__Data supplied__:
:::
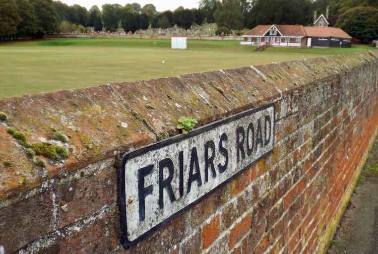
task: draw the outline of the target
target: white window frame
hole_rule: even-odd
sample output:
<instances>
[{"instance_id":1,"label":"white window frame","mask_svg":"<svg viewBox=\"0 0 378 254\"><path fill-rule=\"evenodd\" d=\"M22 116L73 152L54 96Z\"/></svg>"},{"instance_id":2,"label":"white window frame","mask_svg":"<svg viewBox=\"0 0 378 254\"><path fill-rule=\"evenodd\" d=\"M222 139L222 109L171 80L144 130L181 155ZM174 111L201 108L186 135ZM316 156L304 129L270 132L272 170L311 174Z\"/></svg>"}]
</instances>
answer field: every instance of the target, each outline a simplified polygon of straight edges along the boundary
:::
__What is being asked__: Please rewrite every line of the items above as a Markdown table with the columns Row and Line Text, numbering the rows in order and skipping blank lines. Leave the pictures out of your answer.

__In response__:
| Row | Line Text |
|---|---|
| 1 | task: draw the outline of the target |
| 2 | target: white window frame |
| 3 | hole_rule: even-odd |
| 4 | sample output: |
| 5 | <instances> |
| 6 | [{"instance_id":1,"label":"white window frame","mask_svg":"<svg viewBox=\"0 0 378 254\"><path fill-rule=\"evenodd\" d=\"M22 116L73 152L54 96Z\"/></svg>"},{"instance_id":2,"label":"white window frame","mask_svg":"<svg viewBox=\"0 0 378 254\"><path fill-rule=\"evenodd\" d=\"M222 139L222 109L171 80L144 130L181 155ZM174 111L201 108L186 135ZM316 156L304 129L270 132L272 170L311 174Z\"/></svg>"}] |
| 7 | </instances> |
| 8 | answer field: every instance of the target, each outline a simplified polygon of straight edges along the boundary |